Collected data

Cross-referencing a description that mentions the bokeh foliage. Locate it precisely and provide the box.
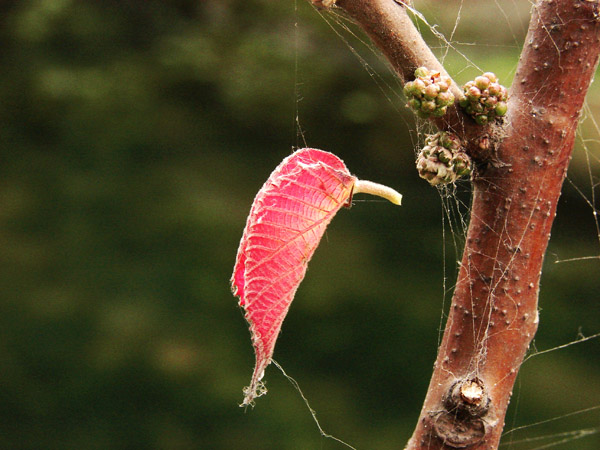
[0,1,598,448]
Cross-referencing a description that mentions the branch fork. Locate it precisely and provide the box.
[310,0,600,448]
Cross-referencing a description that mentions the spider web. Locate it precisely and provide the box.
[279,0,600,448]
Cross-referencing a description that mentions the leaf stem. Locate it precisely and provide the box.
[353,179,402,205]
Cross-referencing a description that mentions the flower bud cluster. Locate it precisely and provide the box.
[403,67,454,118]
[416,132,472,186]
[459,72,508,125]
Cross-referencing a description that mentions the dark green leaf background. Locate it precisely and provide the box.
[0,1,598,449]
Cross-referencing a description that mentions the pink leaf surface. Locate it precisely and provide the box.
[232,148,401,406]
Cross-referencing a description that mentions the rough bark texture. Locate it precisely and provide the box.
[313,0,600,448]
[408,2,600,447]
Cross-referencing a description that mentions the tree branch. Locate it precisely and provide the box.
[315,0,600,448]
[319,0,501,160]
[332,0,443,84]
[410,1,600,448]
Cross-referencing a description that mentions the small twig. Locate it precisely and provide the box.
[313,0,490,157]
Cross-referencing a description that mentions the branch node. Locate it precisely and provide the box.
[422,378,497,448]
[426,411,486,449]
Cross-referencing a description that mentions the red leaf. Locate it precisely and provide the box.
[232,148,401,406]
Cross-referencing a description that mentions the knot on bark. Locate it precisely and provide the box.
[427,411,486,449]
[424,378,497,448]
[445,378,490,418]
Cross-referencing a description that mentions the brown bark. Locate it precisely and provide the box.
[333,0,469,141]
[313,0,600,448]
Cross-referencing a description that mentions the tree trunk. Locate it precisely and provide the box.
[313,0,600,448]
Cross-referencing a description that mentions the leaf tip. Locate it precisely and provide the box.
[240,379,268,408]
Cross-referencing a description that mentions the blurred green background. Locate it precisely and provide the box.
[0,0,598,449]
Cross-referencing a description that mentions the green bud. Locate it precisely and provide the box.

> **Problem requirements**
Transcribe every line in the entries above, taking out only the images.

> **Solution**
Cross-referencing a description that mentions the bokeh foliage. Locate it precisely and provide the box.
[0,1,598,448]
Cross-referencing a description that mentions the branch fork. Locate it precisely and provide the box.
[310,0,600,448]
Cross-referencing a description that mentions the spider web. Locate it precisely and provide the box.
[279,0,600,448]
Cross-referencing a description that mentions the leaf stem. Locate it precisely and provide the box.
[353,179,402,205]
Cross-referencing a description that mentions the flower bud cluster. Locate it precisely and provide the box.
[403,67,454,118]
[416,132,472,186]
[459,72,508,125]
Cross-referencing a description that mentions the dark green leaf background. Locate it precisely and provide the box.
[0,1,598,449]
Cross-referencing a description that mentions the pink leaf surface. Locate it precisely and provide the box.
[232,148,401,406]
Cross-referencing a description that mentions the rough bark texture. Locate it precisely and provide the box.
[313,0,600,448]
[408,2,600,447]
Cross-referencing a description that mentions the tree branch. Locate it precisely and provide the box.
[315,0,600,448]
[319,0,501,160]
[332,0,443,84]
[410,1,600,448]
Cross-referencing a description that mentions the small twig. Locate it precisely and provide the box.
[313,0,490,157]
Cross-referencing a description that mentions the branch node. Locate it precisely and provide the box.
[422,378,497,448]
[426,411,486,449]
Cross-referencing a description that mentions the red leaf. Locate it precisely and provide the box.
[232,148,401,406]
Cross-referencing a description that mentions the knot on bark. Locate it precisely and provide the box.
[427,411,486,449]
[424,378,497,448]
[445,378,490,418]
Cross-referencing a description that mentions the brown bark. Locate it precisely and provide the box.
[333,0,469,141]
[313,0,600,448]
Cross-referencing a description that mentions the tree trunk. Locate it precisely and provide the box.
[313,0,600,448]
Cross-referencing a description that mentions the leaf tip. Locate it precisely and provide the box.
[240,379,268,408]
Cross-referencing a description that mentions the blurred green background. Locate it precisely and provide the box.
[0,0,598,449]
Cross-referencing a description that mentions the green bud. Locate it precisely and provide the box.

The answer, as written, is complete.